I used some loctite 242 that is removable if needed.Hoping this works out.These were new cars and I did get them off of Ebay.Don't think I'll buy from this seller again but do like the cars.Buying Micro Train couplers would be the next option but that's getting very expensive.Cars were $35 plus shipping and I ordered 4,don't really want to add more expense at this time.Plus the Kato E5 even though I got a great price for a new one $72 this adds up.lol As far as the loctite it's curing time is 24 hours so I will wait till that's up later today and run them on my layout.


----------



## rrjim1 (Mar 12, 2015)

cjp53 said:


> I used some loctite 242 that is removable if needed.Hoping this works out.These were new cars and I did get them off of Ebay.Don't think I'll buy from this seller again but do like the cars.Buying Micro Train couplers would be the next option but that's getting very expensive.Cars were $35 plus shipping and I ordered 4,don't really want to add more expense at this time.Plus the Kato E5 even though I got a great price for a new one $72 this adds up.lol As far as the loctite it's curing time is 24 hours so I will wait till that's up later today and run them on my layout.


 Sounds like someone swapped the trucks, I have several Concor passenger cars and the stock trucks don't come with washers.


----------



## traction fan (Oct 5, 2014)

cjp53 said:


> I used some loctite 242 that is removable if needed.Hoping this works out.These were new cars and I did get them off of Ebay.Don't think I'll buy from this seller again but do like the cars.Buying Micro Train couplers would be the next option but that's getting very expensive.Cars were $35 plus shipping and I ordered 4,don't really want to add more expense at this time.Plus the Kato E5 even though I got a great price for a new one $72 this adds up.lol As far as the loctite it's curing time is 24 hours so I will wait till that's up later today and run them on my layout.

_SUPPLIED INFORMATION_
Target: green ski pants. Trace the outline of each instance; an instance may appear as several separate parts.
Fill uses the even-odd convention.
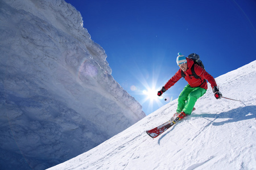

_REQUIRED TASK A_
Answer these questions from the thread, one per line:
(i) How long does the Loctite take to cure?
(ii) What price does the poster give for the new Kato E5?
(iii) What do the stock trucks on rrjim1's Concor passenger cars not come with?
_REQUIRED TASK B_
Reproduce word for word the part of the thread starting with "Sounds like someone" and going on through "(Oct 5, 2014)".
The data is not needed for the tasks.

_EXERCISE RESULT A_
(i) 24 hours
(ii) $72
(iii) Washers

_EXERCISE RESULT B_
Sounds like someone swapped the trucks, I have several Concor passenger cars and the stock trucks don't come with washers.


----------



## traction fan (Oct 5, 2014)